Written instruction:
Rescale everything from the first of the items down through the line containing "[605,306,656,389]", both ends included, and reproduce every line, requests as well. Multiply each bounding-box coordinate in the answers by 0.9 and round to the nearest whole number, with halves going up.

Records to process:
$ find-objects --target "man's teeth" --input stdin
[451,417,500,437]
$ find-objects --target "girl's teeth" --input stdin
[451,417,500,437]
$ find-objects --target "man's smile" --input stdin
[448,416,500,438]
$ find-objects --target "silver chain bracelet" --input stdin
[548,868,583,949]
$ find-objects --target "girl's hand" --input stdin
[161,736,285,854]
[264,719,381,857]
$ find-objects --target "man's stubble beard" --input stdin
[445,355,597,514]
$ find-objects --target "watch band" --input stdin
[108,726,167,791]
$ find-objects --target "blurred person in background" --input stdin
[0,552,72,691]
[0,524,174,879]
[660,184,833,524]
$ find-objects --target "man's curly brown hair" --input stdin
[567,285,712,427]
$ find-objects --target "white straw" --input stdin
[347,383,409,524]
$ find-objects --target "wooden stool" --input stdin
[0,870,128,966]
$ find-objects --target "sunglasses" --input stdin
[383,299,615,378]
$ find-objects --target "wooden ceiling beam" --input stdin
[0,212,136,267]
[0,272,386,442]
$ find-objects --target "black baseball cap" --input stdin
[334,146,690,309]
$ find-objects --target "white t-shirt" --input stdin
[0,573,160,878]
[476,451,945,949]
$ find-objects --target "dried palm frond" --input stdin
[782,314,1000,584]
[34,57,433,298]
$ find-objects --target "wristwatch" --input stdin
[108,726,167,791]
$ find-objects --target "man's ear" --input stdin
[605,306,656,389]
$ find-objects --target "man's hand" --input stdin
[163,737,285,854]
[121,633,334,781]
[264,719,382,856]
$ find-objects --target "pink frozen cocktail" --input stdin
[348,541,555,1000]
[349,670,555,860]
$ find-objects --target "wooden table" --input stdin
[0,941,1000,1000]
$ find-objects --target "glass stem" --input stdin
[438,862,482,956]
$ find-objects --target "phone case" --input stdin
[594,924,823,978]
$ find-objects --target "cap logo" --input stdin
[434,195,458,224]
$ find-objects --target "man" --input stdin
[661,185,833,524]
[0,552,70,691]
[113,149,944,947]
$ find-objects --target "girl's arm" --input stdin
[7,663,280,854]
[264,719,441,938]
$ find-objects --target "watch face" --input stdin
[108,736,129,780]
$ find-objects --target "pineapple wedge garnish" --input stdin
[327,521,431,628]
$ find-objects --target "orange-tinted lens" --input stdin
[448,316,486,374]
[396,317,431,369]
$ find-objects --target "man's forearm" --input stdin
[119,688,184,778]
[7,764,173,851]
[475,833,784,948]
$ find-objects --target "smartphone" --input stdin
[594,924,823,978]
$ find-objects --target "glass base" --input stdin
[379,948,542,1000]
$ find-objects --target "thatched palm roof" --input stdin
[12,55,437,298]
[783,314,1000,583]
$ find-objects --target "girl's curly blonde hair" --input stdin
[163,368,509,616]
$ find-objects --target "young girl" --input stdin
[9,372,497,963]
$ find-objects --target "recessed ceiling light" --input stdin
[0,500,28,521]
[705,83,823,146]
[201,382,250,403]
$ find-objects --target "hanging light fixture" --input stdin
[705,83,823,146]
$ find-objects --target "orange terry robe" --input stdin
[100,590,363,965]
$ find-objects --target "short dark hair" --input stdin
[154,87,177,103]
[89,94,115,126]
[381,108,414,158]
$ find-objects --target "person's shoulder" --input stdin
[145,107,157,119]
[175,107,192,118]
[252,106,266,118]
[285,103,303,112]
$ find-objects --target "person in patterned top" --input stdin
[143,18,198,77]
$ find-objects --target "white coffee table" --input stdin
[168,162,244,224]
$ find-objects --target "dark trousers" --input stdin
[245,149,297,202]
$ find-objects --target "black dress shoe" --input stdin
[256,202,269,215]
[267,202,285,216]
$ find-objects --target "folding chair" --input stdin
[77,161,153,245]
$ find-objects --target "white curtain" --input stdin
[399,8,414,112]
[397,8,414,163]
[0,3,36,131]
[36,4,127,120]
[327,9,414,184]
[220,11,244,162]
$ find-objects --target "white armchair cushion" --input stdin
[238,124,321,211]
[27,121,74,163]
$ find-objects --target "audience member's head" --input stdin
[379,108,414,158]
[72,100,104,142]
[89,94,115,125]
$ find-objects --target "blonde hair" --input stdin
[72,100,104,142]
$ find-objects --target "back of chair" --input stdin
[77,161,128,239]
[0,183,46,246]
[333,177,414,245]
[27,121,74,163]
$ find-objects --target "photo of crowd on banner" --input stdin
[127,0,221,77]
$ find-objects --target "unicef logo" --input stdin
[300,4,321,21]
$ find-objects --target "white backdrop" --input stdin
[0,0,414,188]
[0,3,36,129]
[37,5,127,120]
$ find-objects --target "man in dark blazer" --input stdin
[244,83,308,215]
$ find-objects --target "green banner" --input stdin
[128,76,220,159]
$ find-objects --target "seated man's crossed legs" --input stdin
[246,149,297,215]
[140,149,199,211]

In response:
$ find-objects --target "man's teeth" --input stdin
[406,375,450,393]
$ find-objects --target "girl's teeth" --input stdin
[406,375,450,393]
$ find-objects --target "man's smile" --input stdin
[403,374,450,394]
$ find-objects --target "silver chain bracelet" --input stdin
[493,781,525,854]
$ find-objects --target "girl's hand" --input stdin
[145,662,257,769]
[238,647,343,771]
$ find-objects --target "man's stubble beard" --input stdin
[401,320,537,463]
$ find-objects --target "watch band" --input stdin
[97,653,150,712]
$ find-objects --target "blurred person in background" --input stdin
[0,497,65,622]
[0,472,157,791]
[594,166,750,472]
$ find-objects --target "man's curly brown hair" --input stdin
[510,257,641,384]
$ find-objects --target "white straw" --input stdin
[312,345,368,472]
$ find-objects --target "wooden stool" --input stdin
[0,783,115,869]
$ find-objects --target "sunglasses" --input stdin
[345,269,554,340]
$ find-objects --target "wooden ceiling beam" --input stdin
[0,191,122,240]
[0,245,347,398]
$ find-objects --target "black baseball cap" --input stdin
[301,131,621,278]
$ find-objects --target "white t-shirt" --input stdin
[0,516,144,790]
[428,406,851,854]
$ find-objects --target "dried palm frond" --input stdin
[704,283,900,526]
[31,51,390,268]
$ find-objects --target "wristwatch" --input stdin
[97,653,150,712]
$ find-objects --target "man's ear" --input stdin
[545,275,590,350]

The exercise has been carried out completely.